> RECORDS PROVIDED:
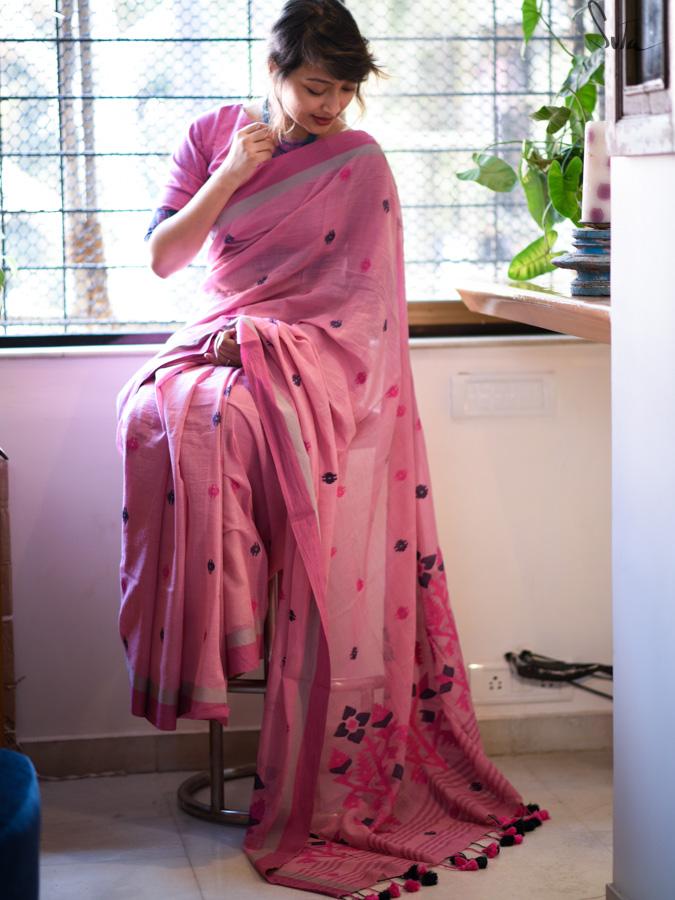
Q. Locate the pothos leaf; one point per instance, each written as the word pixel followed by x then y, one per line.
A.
pixel 535 189
pixel 535 259
pixel 563 187
pixel 585 98
pixel 491 172
pixel 558 120
pixel 594 41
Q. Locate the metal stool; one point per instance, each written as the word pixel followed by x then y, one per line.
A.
pixel 215 778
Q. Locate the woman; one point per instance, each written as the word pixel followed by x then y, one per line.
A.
pixel 279 433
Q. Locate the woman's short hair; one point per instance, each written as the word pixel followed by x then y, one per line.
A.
pixel 321 33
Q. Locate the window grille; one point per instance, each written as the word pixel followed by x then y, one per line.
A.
pixel 94 98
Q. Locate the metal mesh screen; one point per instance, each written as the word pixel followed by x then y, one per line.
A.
pixel 94 98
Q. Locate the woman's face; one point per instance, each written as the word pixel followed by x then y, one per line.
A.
pixel 315 100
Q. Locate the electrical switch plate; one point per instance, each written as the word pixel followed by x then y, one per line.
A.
pixel 496 683
pixel 479 394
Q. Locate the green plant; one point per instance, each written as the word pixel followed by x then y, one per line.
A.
pixel 550 169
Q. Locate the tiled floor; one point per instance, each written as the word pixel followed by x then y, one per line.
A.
pixel 124 837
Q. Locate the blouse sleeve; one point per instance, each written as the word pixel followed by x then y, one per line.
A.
pixel 187 173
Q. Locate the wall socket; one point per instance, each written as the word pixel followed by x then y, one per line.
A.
pixel 496 683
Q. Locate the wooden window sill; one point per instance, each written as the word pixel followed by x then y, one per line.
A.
pixel 586 317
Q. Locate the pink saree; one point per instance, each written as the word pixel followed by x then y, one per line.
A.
pixel 370 760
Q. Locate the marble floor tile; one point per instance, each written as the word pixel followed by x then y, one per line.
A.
pixel 166 879
pixel 121 837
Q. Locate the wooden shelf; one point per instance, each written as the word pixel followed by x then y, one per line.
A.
pixel 586 317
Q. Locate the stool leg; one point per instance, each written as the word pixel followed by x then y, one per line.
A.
pixel 217 781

> PROMPT:
This exercise asks for the data above to be given again exactly, without pictures.

> ANSWER SPACE:
Q. Locate the pothos leaf; one point per instance, each written as the word pixel followed by x then y, one per line.
A.
pixel 535 189
pixel 535 259
pixel 563 187
pixel 585 98
pixel 491 172
pixel 558 120
pixel 594 41
Q. Locate the metal stool; one point per instance, each written as the word pixel followed by x then y, one per line.
A.
pixel 215 778
Q. Locate the woman; one point per instance, each written as the word pixel followed by x then y, one per line.
A.
pixel 279 433
Q. Locate the woman's short hair; one point per instance, each written as the word pixel followed by x then y, one per line.
A.
pixel 321 33
Q. Locate the window grille; one point per instance, each written as the word pixel followed by x then y, one per line.
A.
pixel 94 98
Q. Locate the metal mesh screen; one point per instance, each written as the word pixel followed by x then y, one per line.
A.
pixel 94 98
Q. Locate the woman's face; one point per instance, each written as the word pixel followed by x then y, one per line.
A.
pixel 315 100
Q. Locate the electrical switch plate; one point per instance, each written as the word pixel followed by x then y, one per line.
A.
pixel 496 683
pixel 479 394
Q. Locate the green plant; one point per instance, each written as the word pixel followed by x then y, one per line.
A.
pixel 550 169
Q. Locate the tiled floor; one point per instance, each written as the word pixel followed by x then y, one per line.
A.
pixel 124 837
Q. Locate the blouse sleeve; one point per instance, each written as the word pixel followed by x then y, one per line.
A.
pixel 187 173
Q. Locate the wall socket; one point per instance, each written as the word pixel followed by x then y, one per line.
A.
pixel 496 683
Q. Locate the wooden window sill; one point per instance, each written as the word pixel followed by x then y, one per line.
A.
pixel 586 317
Q. Locate the pink saree; one point per instance, each written as the word pixel followed by x then y, one per line.
A.
pixel 370 760
Q. Locate the marble floor tile; one point per instance, each written as the word pixel followed by x then y, one per line.
A.
pixel 166 879
pixel 121 837
Q. Locate the wooden shelf; one point per instance, each written as the word pixel followed by x then y, one per line.
A.
pixel 586 317
Q. Locate the stool leg; one point per instance, each written as the word pixel followed by x then y, one per line.
A.
pixel 217 781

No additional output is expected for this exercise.